Begin

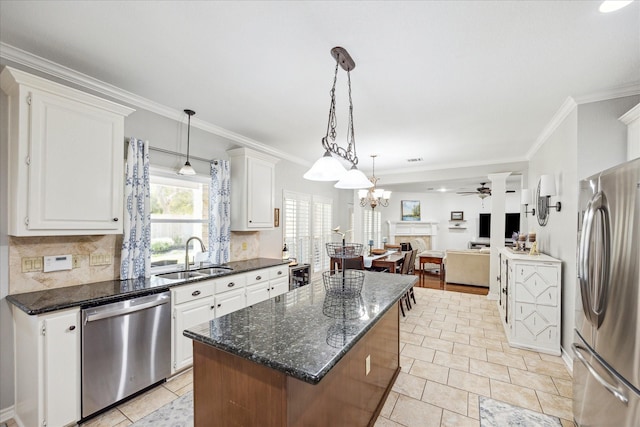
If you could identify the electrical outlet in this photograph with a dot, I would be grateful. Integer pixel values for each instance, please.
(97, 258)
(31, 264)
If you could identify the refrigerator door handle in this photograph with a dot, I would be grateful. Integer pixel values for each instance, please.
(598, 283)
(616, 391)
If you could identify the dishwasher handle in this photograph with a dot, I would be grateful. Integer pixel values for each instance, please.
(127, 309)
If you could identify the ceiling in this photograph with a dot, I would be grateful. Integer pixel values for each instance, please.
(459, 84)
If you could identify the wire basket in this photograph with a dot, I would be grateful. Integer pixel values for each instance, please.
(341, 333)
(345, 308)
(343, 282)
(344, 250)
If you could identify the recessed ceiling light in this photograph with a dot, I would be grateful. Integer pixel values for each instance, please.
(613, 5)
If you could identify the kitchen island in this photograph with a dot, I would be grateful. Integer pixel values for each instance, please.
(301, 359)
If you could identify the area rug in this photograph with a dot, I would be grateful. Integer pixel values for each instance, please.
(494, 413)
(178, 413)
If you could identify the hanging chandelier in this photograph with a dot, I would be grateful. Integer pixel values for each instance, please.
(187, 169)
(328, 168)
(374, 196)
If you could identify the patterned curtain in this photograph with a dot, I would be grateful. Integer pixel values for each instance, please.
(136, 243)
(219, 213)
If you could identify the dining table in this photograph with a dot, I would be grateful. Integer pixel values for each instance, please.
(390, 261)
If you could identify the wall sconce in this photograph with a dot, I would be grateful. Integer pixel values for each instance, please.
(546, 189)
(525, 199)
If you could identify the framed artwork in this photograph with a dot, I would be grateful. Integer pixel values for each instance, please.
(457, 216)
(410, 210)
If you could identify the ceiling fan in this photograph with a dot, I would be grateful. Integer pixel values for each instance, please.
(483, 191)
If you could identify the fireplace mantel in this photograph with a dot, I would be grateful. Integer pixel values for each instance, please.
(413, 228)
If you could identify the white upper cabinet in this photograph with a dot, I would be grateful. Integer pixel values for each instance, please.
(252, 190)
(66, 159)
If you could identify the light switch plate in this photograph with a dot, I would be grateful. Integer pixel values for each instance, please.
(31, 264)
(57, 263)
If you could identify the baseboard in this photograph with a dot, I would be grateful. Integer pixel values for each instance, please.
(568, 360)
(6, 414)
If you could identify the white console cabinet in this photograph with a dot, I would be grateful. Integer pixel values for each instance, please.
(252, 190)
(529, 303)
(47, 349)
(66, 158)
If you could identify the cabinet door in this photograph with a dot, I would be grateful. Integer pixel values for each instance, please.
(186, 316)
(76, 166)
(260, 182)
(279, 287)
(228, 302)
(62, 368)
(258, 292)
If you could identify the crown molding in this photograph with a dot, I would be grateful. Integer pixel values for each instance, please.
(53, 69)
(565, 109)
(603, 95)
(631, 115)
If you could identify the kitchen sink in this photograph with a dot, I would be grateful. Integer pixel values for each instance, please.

End

_Given problem_
The records above should be reproduced exactly, with no pictures included.

_Correct response_
If you could identify the electrical outlet in this photograph with a dot, I would be grateful. Integer pixel values for each instance, please.
(97, 258)
(31, 264)
If you could identify the refrigerator door handle in this photograph with a dot, I would be grateful. Integer pixel values for each instance, please.
(598, 283)
(616, 391)
If you could identify the dishwasher handle in this photograph with a dot, I would be grateful. Integer pixel values for each instance, please.
(127, 309)
If you could identify the ceiling in this photograph with a dot, I would be grateful. Integer pixel values for each instance, please.
(459, 84)
If you could identify the wire basket in this photograph with a dot, I would be grateful. Integer pixel values for each instance, please.
(341, 333)
(345, 308)
(343, 282)
(344, 250)
If you could identify the recessed ceiling light in this photograph with a dot, I would be grateful. Integer pixel values for each instance, please.
(613, 5)
If you could identify the kitchen island in this photograph with a dot, I would be grateful. Integer pixel values for each instance, please.
(301, 359)
If you could identify the area rug in this photograph with a dot, I would be grateful. Integer pixel values for each instance, please.
(494, 413)
(178, 413)
If you could identify the hanging chandelier in this photograph with a dot, I would be grateful. Integer pixel values for each instance, please.
(187, 169)
(328, 168)
(374, 196)
If you could identify the patterned curtain in this photograph with a dot, I would be grateful. Integer pixel values for each instance, please.
(136, 243)
(219, 213)
If you could identify the dining table in this photograph with a dot, I would be grateful. Integer pixel values for each instance, please.
(390, 261)
If you could identify the wall sconce in this photograph with a dot, I would be grateful. Integer pixel values for each instance, please.
(546, 189)
(525, 199)
If you could identify the framed artwork in this photograph with a dot, I would be grateful. Integer pixel values for each instance, please.
(457, 216)
(410, 210)
If you could identify the ceiling fan in this photograph with a dot, I would be grateful. Integer pixel values for each instance, please.
(483, 191)
If you could identify the fireplace mantel in this photograph with a dot, I would be grateful. Integer pixel values for each instance, please.
(413, 228)
If you could identify the white upper cabinet in this photograph with a dot, I would be grateful. Integer pixel values for each instance, please.
(252, 190)
(66, 159)
If you could identify the light switch plate in this photograph with a dot, I would be grateful. Integer pixel values for each instance, please.
(31, 264)
(57, 263)
If you could identify the baseboard in this photograph with a dot, I would be grateful. Integer pixel values for each instance, please.
(568, 360)
(6, 414)
If you could identify the white console cabinet in this photograph with a dot, I would be grateful. Integer pixel values for each instance, please.
(252, 190)
(529, 303)
(47, 349)
(66, 158)
If you could identify the cabinet door in this photograph with a dot, I would be grateful. Integer pixel values for each instance, please.
(186, 316)
(76, 166)
(260, 182)
(279, 287)
(228, 302)
(62, 368)
(258, 292)
If you could identify the crown molding in this photograph with a dot, I would be grateful. Integer pixel values for each instance, please.
(53, 69)
(565, 109)
(603, 95)
(631, 115)
If you could identify the kitchen sink in this photograph with a dot, I would be grateful. Integer pixel values for each instance, please.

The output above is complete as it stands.